__STATED PROBLEM__
Pick out every line in the items below that contains the string "water". Matching is case-sensitive.

(Raw records)
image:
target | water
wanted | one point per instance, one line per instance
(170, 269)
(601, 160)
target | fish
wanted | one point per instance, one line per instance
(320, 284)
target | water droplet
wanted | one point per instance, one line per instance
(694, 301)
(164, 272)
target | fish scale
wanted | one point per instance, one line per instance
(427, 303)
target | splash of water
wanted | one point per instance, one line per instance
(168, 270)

---

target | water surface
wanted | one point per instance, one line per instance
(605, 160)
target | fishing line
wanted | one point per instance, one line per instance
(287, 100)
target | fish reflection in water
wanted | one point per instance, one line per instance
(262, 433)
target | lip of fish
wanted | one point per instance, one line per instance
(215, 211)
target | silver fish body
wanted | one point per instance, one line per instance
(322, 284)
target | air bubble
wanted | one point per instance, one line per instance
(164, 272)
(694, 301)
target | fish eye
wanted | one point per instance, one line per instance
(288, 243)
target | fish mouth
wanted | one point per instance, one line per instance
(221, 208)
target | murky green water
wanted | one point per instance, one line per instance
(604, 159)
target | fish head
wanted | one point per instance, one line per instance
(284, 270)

__TASK RESPONSE__
target | water
target | water droplet
target | splash of water
target | water surface
target | fish reflection in water
target | murky green water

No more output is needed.